Excerpts from location labeling data:
--
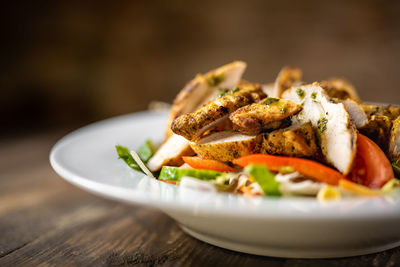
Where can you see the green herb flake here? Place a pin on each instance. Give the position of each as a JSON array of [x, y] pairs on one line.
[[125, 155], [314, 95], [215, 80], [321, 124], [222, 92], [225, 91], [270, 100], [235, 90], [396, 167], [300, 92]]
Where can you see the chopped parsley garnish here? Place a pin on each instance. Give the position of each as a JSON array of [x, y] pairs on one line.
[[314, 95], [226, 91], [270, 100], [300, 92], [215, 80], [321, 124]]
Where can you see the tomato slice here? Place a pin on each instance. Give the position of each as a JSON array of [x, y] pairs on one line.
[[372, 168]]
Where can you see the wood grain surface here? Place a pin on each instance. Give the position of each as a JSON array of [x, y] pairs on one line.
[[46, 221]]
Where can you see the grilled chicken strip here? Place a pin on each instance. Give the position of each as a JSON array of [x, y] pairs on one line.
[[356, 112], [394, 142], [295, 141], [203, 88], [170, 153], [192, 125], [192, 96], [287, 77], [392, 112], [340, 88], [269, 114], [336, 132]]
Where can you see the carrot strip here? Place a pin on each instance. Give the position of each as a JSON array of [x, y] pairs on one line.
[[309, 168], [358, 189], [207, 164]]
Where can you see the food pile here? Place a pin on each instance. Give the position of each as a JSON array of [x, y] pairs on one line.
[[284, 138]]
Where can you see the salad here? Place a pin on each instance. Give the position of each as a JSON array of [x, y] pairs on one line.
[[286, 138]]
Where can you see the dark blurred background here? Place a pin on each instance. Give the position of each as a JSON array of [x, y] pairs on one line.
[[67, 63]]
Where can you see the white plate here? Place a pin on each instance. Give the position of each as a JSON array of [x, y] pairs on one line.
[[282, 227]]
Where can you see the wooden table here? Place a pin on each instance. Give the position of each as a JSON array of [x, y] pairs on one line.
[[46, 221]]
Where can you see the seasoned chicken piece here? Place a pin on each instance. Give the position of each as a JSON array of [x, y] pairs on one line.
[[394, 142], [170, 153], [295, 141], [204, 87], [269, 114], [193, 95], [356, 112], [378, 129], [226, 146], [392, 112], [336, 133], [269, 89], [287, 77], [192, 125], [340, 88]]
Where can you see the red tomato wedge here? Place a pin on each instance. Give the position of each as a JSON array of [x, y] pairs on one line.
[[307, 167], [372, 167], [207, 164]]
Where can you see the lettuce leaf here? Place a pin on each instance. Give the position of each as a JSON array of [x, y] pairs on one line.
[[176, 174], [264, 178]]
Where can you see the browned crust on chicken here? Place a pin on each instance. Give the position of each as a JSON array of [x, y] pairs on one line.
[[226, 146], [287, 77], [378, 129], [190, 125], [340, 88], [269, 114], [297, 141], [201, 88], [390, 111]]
--
[Short task]
Rewrite the lines of the records, from the first line through the line containing "[[372, 168]]", as a Markdown table with the columns "Row" and "Entry", numbering each line. Skip blank lines and leave out the pictures.

[Reply]
| Row | Entry |
|---|---|
| 1 | Where can you see the green herb flake here? Place a pin on each instance. Give the position of each as a JSON array of [x, y] pairs on one line. |
| 2 | [[125, 155], [314, 95], [215, 80], [321, 124], [222, 92], [225, 91], [270, 100], [235, 90], [396, 167], [300, 92]] |
| 3 | Where can you see the chopped parsley garnish here? Place a pin on each instance. Give the position of each as a JSON array of [x, y] pairs on one line. |
| 4 | [[314, 95], [226, 91], [270, 100], [300, 92], [215, 80], [321, 124]] |
| 5 | Where can you see the tomato slice here? Place a pin on each instance. Give the position of each as a JSON array of [x, y] pairs on one line. |
| 6 | [[372, 168]] |